>> start Rows

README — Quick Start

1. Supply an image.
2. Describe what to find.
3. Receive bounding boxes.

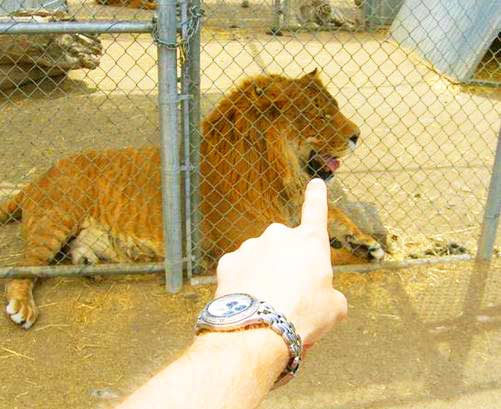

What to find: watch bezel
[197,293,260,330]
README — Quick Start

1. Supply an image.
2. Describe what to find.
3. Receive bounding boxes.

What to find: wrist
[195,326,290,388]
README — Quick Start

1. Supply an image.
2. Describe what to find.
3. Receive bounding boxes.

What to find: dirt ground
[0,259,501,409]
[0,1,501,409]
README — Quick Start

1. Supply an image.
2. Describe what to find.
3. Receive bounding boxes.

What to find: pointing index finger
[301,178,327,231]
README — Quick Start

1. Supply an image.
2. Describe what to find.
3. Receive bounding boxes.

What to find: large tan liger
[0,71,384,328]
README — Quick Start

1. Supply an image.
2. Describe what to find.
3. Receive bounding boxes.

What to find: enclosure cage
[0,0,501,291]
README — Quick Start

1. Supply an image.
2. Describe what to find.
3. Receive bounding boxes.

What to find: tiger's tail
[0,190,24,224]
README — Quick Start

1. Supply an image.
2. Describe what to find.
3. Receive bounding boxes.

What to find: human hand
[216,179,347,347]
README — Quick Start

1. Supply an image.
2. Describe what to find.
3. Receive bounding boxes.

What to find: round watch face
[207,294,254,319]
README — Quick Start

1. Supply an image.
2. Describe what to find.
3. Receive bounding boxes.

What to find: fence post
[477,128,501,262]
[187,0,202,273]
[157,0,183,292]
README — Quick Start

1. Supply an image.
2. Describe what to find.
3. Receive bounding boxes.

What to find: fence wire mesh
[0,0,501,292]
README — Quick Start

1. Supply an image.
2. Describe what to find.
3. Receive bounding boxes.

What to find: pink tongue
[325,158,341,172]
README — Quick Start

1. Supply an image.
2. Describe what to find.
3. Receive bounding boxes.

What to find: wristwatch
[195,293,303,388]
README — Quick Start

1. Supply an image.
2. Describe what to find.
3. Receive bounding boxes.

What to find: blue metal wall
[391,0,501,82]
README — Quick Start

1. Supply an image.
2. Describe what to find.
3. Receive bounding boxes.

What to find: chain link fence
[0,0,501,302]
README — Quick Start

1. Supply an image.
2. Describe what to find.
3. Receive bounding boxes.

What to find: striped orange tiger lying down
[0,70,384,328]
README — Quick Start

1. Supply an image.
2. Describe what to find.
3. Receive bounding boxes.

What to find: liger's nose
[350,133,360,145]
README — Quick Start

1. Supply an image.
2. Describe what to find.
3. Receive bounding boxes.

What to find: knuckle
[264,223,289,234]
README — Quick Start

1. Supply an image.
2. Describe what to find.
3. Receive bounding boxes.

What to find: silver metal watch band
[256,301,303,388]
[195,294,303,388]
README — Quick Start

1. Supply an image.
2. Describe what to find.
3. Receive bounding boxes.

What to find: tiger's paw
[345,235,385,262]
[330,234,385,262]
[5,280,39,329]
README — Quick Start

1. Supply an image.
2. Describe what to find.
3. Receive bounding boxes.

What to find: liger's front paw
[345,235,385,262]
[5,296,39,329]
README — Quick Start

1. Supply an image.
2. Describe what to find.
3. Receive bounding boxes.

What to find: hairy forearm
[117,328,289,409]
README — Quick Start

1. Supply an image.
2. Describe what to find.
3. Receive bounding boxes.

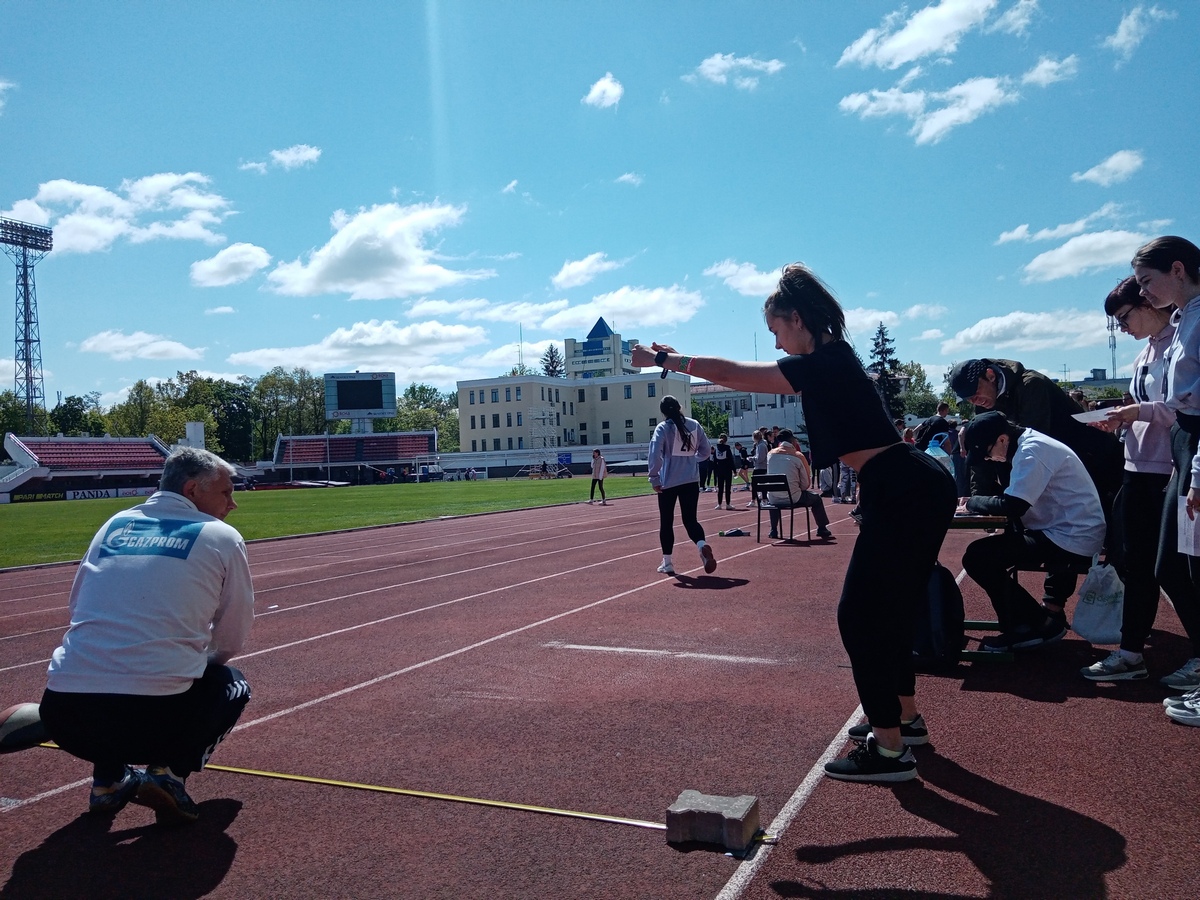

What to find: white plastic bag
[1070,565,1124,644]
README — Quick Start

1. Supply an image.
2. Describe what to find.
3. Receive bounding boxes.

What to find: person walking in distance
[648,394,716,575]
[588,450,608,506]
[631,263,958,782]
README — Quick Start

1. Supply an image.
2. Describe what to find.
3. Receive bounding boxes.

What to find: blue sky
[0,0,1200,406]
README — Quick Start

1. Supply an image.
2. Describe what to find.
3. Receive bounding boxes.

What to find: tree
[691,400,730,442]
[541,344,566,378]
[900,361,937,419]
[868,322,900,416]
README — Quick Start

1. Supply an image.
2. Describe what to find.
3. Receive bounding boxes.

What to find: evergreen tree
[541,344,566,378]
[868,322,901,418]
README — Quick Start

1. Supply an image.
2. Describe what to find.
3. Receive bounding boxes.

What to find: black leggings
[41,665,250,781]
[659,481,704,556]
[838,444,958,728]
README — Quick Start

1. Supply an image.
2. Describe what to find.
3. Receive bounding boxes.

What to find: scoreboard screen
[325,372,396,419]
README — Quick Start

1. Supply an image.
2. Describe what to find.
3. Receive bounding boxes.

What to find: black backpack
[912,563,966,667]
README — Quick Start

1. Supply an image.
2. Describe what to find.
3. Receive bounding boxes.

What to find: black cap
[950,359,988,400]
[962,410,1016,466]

>> end Rows
>> start Rows

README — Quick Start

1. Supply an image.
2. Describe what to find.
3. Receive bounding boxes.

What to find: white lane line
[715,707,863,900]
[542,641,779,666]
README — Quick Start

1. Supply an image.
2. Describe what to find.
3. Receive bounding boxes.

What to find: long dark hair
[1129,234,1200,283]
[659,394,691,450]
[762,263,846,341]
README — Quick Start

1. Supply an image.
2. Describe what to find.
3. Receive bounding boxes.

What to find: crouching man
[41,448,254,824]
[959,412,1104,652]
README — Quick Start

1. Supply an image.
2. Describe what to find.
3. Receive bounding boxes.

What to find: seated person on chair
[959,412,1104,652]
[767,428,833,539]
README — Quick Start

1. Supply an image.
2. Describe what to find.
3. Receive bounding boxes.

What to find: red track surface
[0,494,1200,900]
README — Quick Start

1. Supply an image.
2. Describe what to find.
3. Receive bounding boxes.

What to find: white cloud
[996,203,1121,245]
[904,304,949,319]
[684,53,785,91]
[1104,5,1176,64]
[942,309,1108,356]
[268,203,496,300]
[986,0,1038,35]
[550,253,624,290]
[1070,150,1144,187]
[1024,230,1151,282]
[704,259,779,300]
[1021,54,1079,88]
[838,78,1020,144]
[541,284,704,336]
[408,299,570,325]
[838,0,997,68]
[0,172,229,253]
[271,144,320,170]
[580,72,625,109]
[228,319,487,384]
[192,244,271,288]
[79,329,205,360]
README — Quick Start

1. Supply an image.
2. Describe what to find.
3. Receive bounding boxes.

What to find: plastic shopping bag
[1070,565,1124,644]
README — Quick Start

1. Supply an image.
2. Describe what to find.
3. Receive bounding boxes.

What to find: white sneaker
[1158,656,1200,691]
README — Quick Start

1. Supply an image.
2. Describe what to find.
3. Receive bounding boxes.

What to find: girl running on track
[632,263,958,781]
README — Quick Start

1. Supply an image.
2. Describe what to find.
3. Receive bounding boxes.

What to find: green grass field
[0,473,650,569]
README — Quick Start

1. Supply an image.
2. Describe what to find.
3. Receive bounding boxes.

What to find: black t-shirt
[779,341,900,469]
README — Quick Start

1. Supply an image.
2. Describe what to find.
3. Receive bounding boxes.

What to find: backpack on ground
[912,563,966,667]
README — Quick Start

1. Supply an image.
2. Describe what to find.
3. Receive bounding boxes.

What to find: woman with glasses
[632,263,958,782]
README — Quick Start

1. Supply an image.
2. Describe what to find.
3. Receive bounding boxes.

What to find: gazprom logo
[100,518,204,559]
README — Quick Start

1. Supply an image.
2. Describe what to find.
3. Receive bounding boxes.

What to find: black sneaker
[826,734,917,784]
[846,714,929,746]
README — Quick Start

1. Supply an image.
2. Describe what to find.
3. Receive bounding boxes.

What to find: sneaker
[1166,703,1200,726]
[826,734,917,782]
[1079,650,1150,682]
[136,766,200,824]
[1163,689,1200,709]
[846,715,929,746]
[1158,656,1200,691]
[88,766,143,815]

>> end Rows

-- Goal --
Report every line above that contains the string "tree". Case counts, so a match must agree in uppercase and lowercase letters.

-- Result below --
What to find: tree
What to find: evergreen tree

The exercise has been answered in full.